Provided records
+===+

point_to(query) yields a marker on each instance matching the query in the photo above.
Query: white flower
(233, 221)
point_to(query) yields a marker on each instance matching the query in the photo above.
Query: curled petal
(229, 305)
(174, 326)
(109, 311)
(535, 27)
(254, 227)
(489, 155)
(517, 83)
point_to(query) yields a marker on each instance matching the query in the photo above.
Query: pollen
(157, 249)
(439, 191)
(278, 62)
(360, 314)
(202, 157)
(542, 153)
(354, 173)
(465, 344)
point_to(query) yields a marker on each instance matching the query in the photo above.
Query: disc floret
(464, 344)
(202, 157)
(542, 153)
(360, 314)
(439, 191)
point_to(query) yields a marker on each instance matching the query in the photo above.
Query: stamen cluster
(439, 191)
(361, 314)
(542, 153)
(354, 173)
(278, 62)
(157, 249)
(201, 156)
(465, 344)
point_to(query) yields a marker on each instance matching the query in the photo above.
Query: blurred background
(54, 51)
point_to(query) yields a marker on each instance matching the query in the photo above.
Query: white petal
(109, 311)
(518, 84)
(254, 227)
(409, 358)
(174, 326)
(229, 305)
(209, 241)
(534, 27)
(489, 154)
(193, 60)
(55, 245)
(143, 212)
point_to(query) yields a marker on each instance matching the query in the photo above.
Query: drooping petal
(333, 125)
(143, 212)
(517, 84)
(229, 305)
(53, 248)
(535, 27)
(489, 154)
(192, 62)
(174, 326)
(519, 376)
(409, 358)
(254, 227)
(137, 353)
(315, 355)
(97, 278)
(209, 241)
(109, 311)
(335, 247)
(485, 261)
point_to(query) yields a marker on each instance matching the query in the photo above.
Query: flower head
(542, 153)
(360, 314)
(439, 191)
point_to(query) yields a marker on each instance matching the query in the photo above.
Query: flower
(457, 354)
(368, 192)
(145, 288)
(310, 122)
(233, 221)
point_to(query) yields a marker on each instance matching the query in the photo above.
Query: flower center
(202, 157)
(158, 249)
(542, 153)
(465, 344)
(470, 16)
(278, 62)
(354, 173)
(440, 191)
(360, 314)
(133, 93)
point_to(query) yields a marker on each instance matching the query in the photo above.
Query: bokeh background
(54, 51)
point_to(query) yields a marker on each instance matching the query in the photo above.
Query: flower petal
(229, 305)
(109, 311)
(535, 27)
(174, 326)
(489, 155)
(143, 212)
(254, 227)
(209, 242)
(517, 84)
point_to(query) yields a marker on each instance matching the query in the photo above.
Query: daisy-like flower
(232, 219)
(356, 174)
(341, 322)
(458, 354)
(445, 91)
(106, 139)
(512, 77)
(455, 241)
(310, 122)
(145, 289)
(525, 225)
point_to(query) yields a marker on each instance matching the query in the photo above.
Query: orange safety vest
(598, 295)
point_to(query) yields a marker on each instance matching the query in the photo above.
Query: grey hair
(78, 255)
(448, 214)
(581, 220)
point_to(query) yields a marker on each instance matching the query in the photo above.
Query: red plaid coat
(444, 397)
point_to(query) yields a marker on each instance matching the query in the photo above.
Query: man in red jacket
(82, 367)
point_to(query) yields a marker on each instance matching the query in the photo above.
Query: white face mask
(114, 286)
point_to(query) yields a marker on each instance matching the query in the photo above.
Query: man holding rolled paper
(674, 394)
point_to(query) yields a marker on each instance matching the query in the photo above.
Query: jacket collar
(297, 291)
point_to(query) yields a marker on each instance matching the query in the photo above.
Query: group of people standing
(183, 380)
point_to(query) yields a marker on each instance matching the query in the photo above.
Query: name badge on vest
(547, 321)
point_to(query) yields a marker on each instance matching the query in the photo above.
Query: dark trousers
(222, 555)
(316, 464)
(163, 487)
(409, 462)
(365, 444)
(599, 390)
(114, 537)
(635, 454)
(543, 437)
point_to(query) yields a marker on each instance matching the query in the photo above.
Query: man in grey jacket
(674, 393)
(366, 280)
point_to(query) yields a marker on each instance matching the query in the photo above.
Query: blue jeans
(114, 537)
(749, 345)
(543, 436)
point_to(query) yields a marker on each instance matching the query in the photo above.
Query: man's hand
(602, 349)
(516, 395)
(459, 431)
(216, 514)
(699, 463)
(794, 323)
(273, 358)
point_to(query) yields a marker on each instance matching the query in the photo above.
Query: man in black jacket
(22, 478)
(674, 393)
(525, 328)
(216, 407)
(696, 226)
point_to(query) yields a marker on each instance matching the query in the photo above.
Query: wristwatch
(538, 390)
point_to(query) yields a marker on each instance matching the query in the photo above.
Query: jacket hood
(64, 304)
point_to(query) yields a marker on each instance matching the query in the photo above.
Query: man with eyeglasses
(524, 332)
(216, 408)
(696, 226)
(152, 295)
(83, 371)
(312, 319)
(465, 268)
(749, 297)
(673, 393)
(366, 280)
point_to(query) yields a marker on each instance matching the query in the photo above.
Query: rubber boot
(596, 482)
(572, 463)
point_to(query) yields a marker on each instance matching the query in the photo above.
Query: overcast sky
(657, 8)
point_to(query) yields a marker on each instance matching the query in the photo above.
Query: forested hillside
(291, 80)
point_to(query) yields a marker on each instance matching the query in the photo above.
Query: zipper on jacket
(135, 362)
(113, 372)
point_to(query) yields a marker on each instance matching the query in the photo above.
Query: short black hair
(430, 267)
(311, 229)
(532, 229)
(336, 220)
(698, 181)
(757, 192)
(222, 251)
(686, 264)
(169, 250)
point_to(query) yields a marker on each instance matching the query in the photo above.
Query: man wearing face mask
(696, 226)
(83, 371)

+===+

Take the entries above and return all of them exactly.

point_to(query) yields a marker on each instance matching the query in the photo above.
Query: white flower
(233, 221)
point_to(query) yields a marker on each instance matching the query in the photo above.
Query: curled petal
(229, 305)
(174, 326)
(109, 311)
(535, 27)
(254, 227)
(489, 155)
(517, 83)
point_to(query) yields a marker on each instance matching the query in the photo above.
Query: pollen
(157, 249)
(439, 191)
(278, 62)
(360, 314)
(202, 157)
(542, 153)
(354, 173)
(465, 344)
point_to(query) yields a marker on each instance matching the query in the photo above.
Query: disc floret
(464, 344)
(202, 157)
(542, 153)
(360, 314)
(439, 191)
point_to(query) yields a marker on each instance matching the query in the photo above.
Query: stamen cluster
(439, 191)
(361, 314)
(542, 153)
(354, 173)
(278, 62)
(157, 249)
(201, 156)
(465, 344)
point_to(query) yields a marker on each instance matching the query in the photo above.
Query: blurred background
(54, 51)
point_to(query) yields a marker on each instance matching the query in the photo above.
Query: white petal
(109, 311)
(518, 84)
(254, 227)
(409, 358)
(174, 326)
(229, 305)
(209, 241)
(534, 27)
(489, 154)
(193, 60)
(55, 245)
(143, 212)
point_to(query) yields a marker on each instance matching the query in the photo above.
Query: drooping petal
(333, 125)
(143, 212)
(517, 84)
(229, 305)
(53, 248)
(535, 27)
(489, 154)
(192, 62)
(174, 326)
(519, 376)
(409, 358)
(254, 227)
(137, 353)
(315, 355)
(97, 278)
(209, 241)
(109, 311)
(335, 247)
(485, 261)
point_to(query) yields a marker on each instance matching the query in the photo above.
Query: flower head
(542, 153)
(360, 314)
(439, 191)
point_to(query) yields a marker on each instance matching the query in the photo above.
Query: flower
(457, 354)
(368, 192)
(145, 288)
(310, 122)
(233, 221)
point_to(query) yields a marker on each instance matching the query in the photo above.
Query: flower center
(202, 157)
(158, 249)
(542, 153)
(465, 344)
(470, 16)
(278, 62)
(354, 173)
(440, 191)
(360, 314)
(133, 93)
point_to(query) yields a marker on each instance matching the query in the photo above.
Query: bokeh background
(54, 51)
point_to(query) yields a marker on each instance matching the query in the photo above.
Query: flower petal
(229, 305)
(109, 311)
(535, 27)
(174, 326)
(489, 155)
(143, 212)
(254, 227)
(209, 242)
(517, 84)
point_to(query) yields a marker on each instance matching the query in the photo above.
Query: daisy-like flower
(232, 219)
(356, 174)
(341, 322)
(458, 354)
(445, 91)
(106, 139)
(512, 77)
(455, 241)
(310, 122)
(145, 289)
(525, 225)
point_to(query) yields a marker on each instance matching the query in the photo above.
Query: orange safety vest
(598, 295)
point_to(query) yields a marker on each instance matching the query in the photo above.
Query: grey hair
(78, 255)
(448, 214)
(581, 220)
point_to(query) yields a marker on each instance matching the query in the photo above.
Query: red plaid coat
(444, 397)
point_to(query) yields a marker on each instance matching the query in the photo above.
Query: man in red jacket
(82, 367)
point_to(query) yields a marker on each instance matching the query in the photo above.
Query: white face mask
(114, 286)
point_to(query) yields a marker on each instance matching the query in the photo above.
Query: man holding rolled paper
(674, 394)
point_to(query) yields a marker on each instance matching the query in the photo above.
Query: jacket collar
(297, 291)
point_to(query) yields a marker on each instance matching the query in the photo above.
Query: group of people standing
(183, 380)
point_to(query) yields a marker on each instance matching the query in the photo above.
Query: name badge on vest
(547, 321)
point_to(query) yields a marker on each instance matching the query in the photo above.
Query: dark trousers
(222, 555)
(316, 464)
(163, 487)
(409, 462)
(365, 444)
(599, 390)
(114, 537)
(635, 454)
(543, 437)
point_to(query) yields a marker on each instance matching the query in the photo above.
Query: man in grey jacket
(674, 393)
(366, 280)
point_to(query) yields a marker on each instance matching the query in the photo above.
Query: blue jeans
(114, 537)
(749, 345)
(543, 436)
point_to(query) yields a marker on each instance matching the query in the photo above.
Query: man's hand
(602, 349)
(516, 395)
(459, 431)
(216, 514)
(699, 463)
(794, 323)
(273, 358)
point_to(query) yields a marker on each instance matching the query in the photo above.
Query: man in black jacket
(22, 478)
(674, 393)
(525, 328)
(216, 407)
(696, 226)
point_to(query) yields a marker on each instance matching the query in the photo above.
Query: wristwatch
(538, 390)
point_to(query) yields a marker on each instance matching the query in the photo above.
Query: jacket hood
(64, 304)
point_to(query) yields a marker on each instance matching the query in the photo above.
Query: man with eyeglasses
(524, 332)
(216, 408)
(696, 226)
(152, 295)
(83, 371)
(312, 319)
(465, 268)
(749, 297)
(673, 393)
(366, 280)
point_to(query) yields a marker on each instance matching the query in the photo above.
Query: rubber boot
(596, 482)
(572, 463)
point_to(query) yields a marker on each instance matching the query in the photo above.
Query: overcast sky
(657, 8)
point_to(query) yields a marker on each instance matching the query in the photo above.
Query: forested hillside
(291, 80)
point_to(query) yields a marker on each instance matching the query in the photo above.
Query: zipper on jacket
(135, 362)
(113, 372)
point_to(query) yields a marker on each instance matching the query in the photo above.
Query: short black hair
(430, 267)
(311, 229)
(532, 229)
(336, 220)
(698, 181)
(757, 192)
(222, 251)
(686, 264)
(169, 250)
point_to(query) yields a marker on each instance matching the query in the photo above.
Query: man wearing face mask
(696, 226)
(83, 371)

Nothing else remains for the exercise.